Pull each line holding "positive" out of the entries below.
(Source material Opens)
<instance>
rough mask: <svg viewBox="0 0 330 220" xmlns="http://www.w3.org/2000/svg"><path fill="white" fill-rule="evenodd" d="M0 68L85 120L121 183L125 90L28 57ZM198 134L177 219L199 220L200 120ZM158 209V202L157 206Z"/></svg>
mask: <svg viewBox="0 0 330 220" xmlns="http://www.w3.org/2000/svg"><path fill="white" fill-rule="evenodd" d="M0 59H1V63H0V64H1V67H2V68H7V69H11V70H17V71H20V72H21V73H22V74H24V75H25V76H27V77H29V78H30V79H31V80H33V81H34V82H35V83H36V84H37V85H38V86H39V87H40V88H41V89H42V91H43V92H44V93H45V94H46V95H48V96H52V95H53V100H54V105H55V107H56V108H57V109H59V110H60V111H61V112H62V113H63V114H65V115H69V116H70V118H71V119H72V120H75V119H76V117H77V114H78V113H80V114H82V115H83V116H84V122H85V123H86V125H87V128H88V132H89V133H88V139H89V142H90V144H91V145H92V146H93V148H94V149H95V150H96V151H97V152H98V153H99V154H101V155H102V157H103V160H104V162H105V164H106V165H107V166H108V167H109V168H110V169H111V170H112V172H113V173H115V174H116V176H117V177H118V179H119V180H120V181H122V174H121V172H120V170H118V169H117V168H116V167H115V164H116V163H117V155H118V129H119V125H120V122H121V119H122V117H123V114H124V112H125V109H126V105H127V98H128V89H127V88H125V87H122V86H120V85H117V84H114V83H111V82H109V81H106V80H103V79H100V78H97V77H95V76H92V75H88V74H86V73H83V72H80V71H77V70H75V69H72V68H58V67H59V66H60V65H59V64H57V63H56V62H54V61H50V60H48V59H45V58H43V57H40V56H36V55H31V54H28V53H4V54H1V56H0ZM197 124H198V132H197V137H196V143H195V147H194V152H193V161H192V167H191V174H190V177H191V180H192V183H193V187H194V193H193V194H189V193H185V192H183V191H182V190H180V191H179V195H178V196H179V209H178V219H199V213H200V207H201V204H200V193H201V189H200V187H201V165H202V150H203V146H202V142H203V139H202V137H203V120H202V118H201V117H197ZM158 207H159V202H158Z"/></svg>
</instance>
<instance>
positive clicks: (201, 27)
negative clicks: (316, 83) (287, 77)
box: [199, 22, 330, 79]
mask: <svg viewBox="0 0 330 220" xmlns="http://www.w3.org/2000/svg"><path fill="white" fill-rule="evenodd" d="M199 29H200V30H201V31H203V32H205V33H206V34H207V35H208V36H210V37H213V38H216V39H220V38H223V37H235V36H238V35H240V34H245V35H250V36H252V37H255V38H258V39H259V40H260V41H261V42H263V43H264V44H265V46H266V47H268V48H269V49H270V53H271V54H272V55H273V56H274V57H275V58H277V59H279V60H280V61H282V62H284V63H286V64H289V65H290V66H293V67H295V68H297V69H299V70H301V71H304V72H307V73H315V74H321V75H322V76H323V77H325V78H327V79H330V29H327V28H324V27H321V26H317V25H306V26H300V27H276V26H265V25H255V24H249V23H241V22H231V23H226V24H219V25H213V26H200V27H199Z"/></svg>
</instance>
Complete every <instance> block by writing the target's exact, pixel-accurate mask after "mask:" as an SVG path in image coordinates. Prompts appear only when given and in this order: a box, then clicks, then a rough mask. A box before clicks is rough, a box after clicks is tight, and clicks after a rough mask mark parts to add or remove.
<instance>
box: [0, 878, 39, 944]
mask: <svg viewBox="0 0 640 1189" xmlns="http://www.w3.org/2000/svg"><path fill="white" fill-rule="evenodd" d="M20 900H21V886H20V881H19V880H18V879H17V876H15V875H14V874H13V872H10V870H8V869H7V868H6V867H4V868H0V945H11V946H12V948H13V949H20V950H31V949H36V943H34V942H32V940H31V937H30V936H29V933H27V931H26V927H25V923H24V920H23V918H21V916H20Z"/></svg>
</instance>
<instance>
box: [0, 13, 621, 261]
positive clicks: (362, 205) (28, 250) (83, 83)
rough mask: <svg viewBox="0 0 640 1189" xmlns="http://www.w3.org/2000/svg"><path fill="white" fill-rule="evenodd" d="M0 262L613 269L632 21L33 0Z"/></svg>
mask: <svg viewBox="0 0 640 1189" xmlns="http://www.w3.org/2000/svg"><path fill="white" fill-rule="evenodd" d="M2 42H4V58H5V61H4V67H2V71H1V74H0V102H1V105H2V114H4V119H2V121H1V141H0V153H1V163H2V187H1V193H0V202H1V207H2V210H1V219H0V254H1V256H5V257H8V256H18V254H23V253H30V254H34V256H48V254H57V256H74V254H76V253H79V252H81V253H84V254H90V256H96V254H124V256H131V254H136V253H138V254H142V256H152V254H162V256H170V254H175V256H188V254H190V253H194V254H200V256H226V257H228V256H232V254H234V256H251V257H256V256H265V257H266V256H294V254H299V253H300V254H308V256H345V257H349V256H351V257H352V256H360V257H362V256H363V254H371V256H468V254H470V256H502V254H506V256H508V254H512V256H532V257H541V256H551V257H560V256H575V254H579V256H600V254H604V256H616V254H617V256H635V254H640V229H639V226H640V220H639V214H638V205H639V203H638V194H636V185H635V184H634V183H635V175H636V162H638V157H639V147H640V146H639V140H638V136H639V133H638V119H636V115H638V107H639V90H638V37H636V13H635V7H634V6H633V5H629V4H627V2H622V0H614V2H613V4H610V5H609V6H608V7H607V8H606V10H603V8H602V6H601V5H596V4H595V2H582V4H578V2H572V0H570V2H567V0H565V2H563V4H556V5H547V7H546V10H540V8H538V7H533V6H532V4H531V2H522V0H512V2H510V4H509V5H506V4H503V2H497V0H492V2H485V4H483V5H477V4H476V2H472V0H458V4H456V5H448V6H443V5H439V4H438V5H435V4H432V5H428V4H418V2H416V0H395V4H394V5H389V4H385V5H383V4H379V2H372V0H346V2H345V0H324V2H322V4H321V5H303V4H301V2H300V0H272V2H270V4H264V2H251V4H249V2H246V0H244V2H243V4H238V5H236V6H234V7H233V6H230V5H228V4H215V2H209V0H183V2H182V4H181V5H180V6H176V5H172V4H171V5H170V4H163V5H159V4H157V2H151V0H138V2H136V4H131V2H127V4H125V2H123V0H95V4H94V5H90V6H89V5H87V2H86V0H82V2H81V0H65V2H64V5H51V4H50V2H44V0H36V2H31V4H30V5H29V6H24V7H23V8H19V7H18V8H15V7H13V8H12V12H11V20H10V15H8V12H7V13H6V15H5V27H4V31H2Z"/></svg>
(Source material Closes)
> **Exercise response**
positive clicks: (201, 27)
positive clicks: (362, 205) (28, 250) (83, 83)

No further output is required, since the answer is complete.